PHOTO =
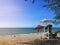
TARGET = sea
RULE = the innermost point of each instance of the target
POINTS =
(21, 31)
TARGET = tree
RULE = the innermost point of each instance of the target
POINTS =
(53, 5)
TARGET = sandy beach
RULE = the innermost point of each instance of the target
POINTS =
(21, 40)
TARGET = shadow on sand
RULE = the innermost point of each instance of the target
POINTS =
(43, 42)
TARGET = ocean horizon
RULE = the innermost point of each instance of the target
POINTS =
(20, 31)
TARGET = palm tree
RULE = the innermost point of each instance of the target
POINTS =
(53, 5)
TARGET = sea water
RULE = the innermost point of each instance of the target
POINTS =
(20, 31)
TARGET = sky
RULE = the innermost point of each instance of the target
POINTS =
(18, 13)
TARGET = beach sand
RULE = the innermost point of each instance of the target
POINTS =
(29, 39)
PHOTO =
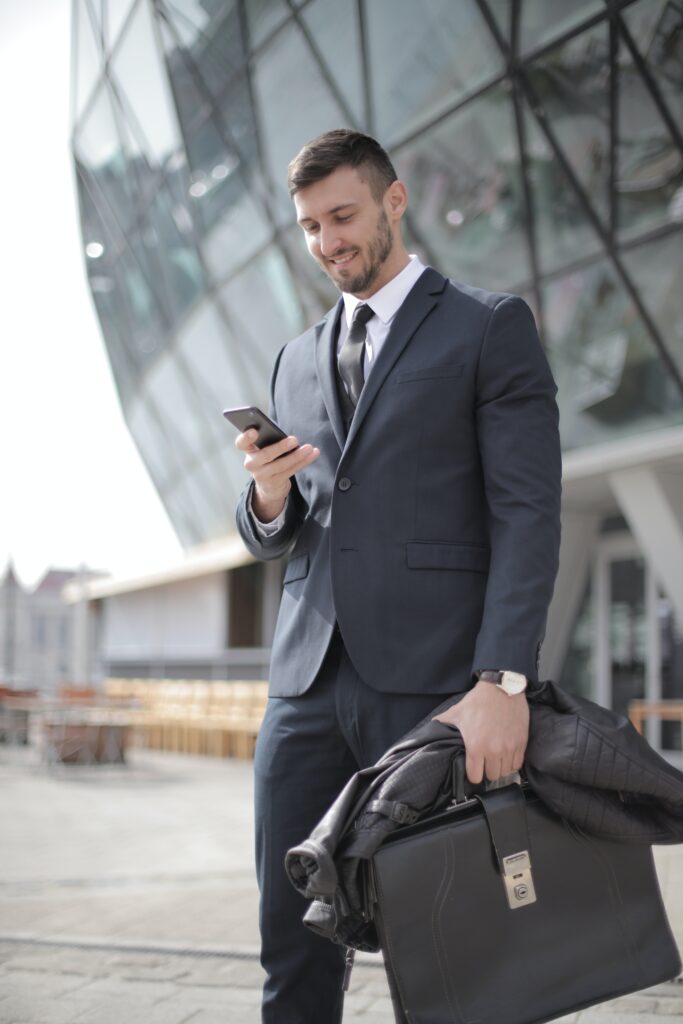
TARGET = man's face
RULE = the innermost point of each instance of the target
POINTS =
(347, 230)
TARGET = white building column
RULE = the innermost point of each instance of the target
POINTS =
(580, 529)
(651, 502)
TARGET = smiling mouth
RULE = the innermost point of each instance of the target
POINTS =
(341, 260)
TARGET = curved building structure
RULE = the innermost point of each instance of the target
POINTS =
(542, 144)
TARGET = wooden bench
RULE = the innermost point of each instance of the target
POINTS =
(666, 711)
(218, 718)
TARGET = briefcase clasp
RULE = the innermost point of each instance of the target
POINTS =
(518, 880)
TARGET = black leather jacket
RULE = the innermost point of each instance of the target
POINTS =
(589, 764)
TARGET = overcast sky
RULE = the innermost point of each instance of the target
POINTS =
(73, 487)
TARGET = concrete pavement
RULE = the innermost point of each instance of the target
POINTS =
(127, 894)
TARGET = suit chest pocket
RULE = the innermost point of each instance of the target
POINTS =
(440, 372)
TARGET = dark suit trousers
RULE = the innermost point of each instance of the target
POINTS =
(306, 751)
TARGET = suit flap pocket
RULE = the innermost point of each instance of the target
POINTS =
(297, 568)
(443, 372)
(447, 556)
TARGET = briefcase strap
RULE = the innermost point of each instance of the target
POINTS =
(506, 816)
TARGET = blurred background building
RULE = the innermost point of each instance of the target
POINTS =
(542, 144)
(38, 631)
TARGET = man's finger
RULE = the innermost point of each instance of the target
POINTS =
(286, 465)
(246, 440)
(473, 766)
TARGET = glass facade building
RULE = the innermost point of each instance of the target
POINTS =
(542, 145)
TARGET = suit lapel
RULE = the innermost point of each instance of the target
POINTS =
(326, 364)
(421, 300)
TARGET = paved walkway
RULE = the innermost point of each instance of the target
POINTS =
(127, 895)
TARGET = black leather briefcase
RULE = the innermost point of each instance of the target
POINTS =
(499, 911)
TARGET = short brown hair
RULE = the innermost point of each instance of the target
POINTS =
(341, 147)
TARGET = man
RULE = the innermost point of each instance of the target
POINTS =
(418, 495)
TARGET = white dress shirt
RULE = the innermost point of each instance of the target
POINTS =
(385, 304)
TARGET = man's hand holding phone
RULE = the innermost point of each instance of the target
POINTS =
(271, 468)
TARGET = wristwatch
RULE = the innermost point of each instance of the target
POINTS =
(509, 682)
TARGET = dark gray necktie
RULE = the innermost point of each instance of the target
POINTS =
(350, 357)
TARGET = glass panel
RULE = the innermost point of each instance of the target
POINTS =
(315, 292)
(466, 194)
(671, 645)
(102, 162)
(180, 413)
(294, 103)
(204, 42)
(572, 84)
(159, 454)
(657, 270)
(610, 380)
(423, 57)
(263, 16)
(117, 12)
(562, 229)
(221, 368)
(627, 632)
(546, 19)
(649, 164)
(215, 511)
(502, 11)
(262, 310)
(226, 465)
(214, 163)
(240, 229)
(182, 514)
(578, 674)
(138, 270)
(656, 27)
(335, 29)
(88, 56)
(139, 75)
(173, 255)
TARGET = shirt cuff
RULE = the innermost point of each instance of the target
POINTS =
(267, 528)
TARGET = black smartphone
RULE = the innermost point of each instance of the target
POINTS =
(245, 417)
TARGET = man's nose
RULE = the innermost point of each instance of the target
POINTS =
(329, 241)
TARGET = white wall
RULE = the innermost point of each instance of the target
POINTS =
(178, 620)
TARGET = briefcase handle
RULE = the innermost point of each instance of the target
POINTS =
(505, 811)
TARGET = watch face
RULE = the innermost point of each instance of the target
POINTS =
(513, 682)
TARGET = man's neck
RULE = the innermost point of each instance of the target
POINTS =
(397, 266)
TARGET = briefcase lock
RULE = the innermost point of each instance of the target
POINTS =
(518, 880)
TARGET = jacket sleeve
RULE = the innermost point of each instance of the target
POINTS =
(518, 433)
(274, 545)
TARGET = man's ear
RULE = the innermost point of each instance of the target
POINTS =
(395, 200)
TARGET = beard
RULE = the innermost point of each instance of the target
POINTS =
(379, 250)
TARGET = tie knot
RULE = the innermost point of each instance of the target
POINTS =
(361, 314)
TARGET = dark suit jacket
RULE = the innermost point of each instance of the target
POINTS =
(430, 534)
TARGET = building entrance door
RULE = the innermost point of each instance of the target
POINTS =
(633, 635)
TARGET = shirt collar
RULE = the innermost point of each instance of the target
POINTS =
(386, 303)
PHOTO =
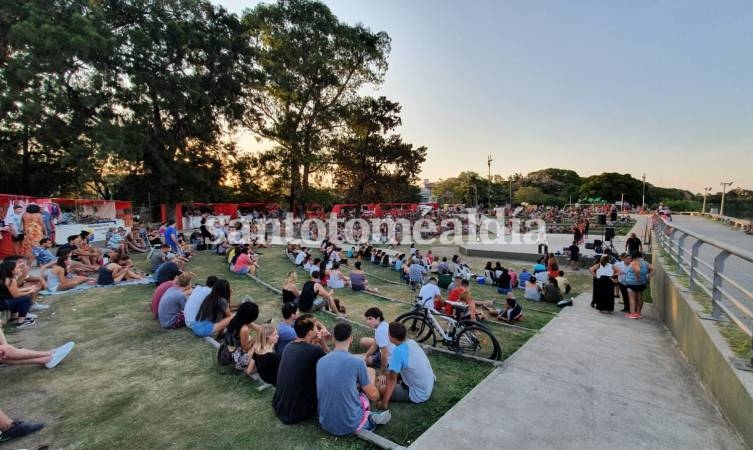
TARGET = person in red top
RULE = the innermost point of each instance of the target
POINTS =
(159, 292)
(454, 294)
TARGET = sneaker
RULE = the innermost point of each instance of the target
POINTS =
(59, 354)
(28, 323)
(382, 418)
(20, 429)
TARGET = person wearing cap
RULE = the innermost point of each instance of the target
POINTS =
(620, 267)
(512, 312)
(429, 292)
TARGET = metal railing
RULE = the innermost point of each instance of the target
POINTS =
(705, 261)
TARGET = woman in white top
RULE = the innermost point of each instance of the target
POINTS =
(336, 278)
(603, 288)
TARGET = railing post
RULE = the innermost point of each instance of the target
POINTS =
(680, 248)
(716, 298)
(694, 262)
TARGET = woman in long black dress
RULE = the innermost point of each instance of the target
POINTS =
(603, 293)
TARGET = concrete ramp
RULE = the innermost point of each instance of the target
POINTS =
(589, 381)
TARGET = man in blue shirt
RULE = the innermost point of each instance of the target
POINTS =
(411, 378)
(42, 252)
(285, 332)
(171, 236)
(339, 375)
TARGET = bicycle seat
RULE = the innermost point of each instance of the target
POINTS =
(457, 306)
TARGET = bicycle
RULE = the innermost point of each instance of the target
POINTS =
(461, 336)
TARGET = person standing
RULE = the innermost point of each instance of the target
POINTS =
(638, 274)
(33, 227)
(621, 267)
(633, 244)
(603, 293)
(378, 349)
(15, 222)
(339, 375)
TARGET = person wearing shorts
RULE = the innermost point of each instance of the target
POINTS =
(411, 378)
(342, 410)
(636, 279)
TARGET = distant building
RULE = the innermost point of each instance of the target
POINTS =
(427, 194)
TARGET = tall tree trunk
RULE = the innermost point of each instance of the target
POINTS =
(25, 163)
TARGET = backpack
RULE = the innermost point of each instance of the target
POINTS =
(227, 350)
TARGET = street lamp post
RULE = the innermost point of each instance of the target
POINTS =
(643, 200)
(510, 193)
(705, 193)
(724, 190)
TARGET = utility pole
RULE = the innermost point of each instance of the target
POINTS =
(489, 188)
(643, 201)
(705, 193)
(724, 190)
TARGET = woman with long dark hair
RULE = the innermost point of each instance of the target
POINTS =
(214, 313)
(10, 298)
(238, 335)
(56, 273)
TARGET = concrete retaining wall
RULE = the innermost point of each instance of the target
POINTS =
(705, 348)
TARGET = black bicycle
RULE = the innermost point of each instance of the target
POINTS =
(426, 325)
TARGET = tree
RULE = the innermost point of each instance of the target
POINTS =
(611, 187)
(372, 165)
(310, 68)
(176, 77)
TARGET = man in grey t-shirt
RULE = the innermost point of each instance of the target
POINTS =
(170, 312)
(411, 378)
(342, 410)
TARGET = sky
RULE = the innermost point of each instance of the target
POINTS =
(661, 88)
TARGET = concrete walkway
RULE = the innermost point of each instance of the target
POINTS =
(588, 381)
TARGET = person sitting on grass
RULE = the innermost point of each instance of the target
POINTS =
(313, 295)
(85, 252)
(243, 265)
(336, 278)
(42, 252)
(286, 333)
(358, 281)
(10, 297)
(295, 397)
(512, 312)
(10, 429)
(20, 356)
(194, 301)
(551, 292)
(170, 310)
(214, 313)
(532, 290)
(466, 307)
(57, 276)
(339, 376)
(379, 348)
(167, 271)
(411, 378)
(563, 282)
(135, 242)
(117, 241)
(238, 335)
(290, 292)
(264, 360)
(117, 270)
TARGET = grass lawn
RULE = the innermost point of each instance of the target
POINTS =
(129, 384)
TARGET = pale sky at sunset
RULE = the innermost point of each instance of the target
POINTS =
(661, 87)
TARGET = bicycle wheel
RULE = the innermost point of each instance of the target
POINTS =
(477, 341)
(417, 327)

☆ ☆ ☆ ☆ ☆ ☆ ☆

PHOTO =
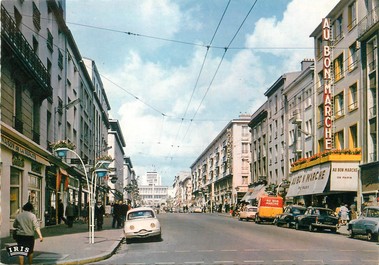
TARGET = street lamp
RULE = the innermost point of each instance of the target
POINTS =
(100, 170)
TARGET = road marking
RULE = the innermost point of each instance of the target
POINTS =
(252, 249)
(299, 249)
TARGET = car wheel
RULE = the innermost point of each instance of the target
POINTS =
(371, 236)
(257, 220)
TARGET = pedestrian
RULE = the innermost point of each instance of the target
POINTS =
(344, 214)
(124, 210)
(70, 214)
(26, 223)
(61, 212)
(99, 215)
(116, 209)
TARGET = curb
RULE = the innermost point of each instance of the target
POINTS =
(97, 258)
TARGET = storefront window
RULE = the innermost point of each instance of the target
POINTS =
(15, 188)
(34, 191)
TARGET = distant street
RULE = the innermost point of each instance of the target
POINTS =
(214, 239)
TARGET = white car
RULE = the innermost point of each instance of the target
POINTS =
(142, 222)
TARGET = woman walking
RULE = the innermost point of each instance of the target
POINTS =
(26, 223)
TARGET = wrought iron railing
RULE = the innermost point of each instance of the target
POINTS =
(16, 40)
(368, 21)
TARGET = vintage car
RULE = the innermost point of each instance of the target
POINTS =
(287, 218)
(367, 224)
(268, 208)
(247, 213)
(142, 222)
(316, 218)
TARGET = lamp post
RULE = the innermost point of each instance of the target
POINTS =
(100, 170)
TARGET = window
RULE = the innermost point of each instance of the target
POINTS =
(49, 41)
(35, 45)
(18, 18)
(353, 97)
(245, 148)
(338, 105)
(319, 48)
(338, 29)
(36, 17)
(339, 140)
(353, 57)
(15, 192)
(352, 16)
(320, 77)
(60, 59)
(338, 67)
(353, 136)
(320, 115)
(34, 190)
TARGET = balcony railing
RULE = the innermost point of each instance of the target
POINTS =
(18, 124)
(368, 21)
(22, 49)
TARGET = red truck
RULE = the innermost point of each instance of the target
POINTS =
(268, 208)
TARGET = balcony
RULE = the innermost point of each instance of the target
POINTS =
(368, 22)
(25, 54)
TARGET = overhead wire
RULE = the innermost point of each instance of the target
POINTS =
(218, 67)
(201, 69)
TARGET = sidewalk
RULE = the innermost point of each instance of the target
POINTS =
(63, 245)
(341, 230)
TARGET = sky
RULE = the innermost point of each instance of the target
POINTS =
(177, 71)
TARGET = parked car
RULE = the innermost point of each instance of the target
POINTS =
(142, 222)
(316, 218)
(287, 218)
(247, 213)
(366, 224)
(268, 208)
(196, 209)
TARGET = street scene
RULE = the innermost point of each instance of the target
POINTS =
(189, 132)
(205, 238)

☆ ☆ ☆ ☆ ☆ ☆ ☆

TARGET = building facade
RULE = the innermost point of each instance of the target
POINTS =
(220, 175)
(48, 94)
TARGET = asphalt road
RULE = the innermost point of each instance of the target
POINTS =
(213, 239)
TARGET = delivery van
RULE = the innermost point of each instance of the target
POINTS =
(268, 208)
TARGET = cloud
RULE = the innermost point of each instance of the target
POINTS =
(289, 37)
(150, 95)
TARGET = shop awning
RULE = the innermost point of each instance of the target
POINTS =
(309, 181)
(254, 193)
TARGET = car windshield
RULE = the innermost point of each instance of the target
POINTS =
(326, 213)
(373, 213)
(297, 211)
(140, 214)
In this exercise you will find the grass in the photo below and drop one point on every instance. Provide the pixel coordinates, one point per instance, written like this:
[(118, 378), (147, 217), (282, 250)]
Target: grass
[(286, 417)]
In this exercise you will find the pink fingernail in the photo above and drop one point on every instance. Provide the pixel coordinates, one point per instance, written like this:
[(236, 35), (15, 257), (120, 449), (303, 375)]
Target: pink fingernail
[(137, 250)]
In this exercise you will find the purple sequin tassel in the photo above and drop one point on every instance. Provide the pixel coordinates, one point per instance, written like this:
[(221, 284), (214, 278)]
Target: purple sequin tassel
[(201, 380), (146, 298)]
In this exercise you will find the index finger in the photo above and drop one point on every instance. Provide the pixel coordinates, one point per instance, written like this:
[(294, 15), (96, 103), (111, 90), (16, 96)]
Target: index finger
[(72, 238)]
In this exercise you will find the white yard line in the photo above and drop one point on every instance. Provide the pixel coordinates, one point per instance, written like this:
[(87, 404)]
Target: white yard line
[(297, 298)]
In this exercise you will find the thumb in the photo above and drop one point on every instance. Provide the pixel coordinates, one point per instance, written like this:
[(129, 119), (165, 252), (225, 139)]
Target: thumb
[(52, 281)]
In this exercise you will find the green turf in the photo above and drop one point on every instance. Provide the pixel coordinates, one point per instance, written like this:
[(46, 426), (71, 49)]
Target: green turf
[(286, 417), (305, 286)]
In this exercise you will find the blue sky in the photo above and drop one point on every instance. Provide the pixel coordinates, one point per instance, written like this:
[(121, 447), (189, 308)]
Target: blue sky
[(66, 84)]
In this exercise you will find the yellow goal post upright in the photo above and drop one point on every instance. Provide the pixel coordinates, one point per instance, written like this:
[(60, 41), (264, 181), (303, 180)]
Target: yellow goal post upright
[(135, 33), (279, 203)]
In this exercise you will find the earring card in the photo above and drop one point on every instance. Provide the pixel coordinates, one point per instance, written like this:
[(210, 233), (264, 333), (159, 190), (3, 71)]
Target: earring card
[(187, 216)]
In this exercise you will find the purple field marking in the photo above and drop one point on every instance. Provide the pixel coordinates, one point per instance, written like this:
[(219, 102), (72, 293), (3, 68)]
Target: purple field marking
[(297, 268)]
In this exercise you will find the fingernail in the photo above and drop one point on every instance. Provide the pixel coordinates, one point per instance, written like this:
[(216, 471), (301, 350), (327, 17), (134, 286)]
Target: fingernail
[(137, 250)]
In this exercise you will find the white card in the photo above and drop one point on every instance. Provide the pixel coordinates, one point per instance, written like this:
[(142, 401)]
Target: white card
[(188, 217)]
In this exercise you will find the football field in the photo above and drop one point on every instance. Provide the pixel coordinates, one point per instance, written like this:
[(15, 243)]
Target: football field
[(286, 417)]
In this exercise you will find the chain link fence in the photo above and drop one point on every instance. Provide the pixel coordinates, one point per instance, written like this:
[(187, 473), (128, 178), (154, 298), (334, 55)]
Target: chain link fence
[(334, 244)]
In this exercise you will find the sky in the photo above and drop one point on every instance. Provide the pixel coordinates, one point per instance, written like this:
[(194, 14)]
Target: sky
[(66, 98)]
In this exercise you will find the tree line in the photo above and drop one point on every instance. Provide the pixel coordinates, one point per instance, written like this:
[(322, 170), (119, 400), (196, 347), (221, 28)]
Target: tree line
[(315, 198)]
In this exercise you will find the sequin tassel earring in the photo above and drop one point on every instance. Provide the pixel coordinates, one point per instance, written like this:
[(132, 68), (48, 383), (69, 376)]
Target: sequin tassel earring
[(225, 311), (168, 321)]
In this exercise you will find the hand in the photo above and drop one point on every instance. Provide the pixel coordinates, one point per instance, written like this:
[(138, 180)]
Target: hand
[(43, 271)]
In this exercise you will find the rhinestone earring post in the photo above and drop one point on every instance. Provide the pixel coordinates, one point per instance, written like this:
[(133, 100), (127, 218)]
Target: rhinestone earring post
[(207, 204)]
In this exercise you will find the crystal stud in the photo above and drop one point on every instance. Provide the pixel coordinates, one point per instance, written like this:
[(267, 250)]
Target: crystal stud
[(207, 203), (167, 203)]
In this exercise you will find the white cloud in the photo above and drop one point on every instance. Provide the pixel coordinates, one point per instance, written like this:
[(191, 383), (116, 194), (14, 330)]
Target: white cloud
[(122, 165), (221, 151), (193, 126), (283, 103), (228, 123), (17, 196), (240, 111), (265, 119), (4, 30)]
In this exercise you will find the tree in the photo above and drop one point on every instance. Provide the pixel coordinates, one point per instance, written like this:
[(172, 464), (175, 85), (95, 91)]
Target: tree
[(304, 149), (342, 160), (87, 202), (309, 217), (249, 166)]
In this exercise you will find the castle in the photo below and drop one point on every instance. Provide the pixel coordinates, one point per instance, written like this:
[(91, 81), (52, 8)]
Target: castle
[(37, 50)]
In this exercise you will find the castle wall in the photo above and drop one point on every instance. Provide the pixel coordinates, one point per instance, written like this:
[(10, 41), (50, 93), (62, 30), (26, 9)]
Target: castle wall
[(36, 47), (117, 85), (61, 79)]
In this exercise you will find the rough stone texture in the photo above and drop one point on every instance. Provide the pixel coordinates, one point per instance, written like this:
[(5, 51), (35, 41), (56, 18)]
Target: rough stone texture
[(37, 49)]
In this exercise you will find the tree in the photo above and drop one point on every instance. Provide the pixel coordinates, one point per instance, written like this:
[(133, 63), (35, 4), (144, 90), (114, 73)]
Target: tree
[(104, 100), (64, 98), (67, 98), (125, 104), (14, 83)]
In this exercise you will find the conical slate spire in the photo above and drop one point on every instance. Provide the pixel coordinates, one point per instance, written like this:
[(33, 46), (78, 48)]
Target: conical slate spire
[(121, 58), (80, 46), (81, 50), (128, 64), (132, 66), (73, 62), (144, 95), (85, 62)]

☆ ☆ ☆ ☆ ☆ ☆ ☆

## TASK DETAILS
From the entries above, write out only the lines starting at the line that holds "Target: thumb" and ending at the line that holds "[(219, 102), (72, 293), (3, 68)]", keeping both and matching them exactly.

## EXERCISE OUTPUT
Target: thumb
[(52, 281)]
In this exercise you will find the green turf in the photo above and drop one point on every instance. Provide the pixel coordinates, one point per instance, written like this:
[(46, 426), (71, 49)]
Target: green turf
[(286, 417), (305, 286)]
In this exercise you will find the blue sky in the photo above and drop one point on every instance. Provide the pixel coordinates, one point per instance, written like this:
[(121, 447), (189, 308)]
Target: blue sky
[(66, 84)]
In this exercise you will find the yellow goal post upright in the photo above and drop one point on every instance. Provide the pixel coordinates, one point per instance, written like this:
[(60, 41), (264, 181), (303, 180)]
Target: yellow goal post upright
[(135, 33), (279, 203)]
In this exercise you will find the earring card in the photo above and drop one point on every instance. Provide the pixel coordinates, one point per instance, written like this:
[(210, 233), (264, 333), (159, 190), (3, 71)]
Target: earring card
[(187, 216)]
In this exercise you will find the purple field marking in the photo above and drop one point on every instance. Provide the pixel coordinates, one point per instance, written like this:
[(219, 102), (72, 293), (3, 68)]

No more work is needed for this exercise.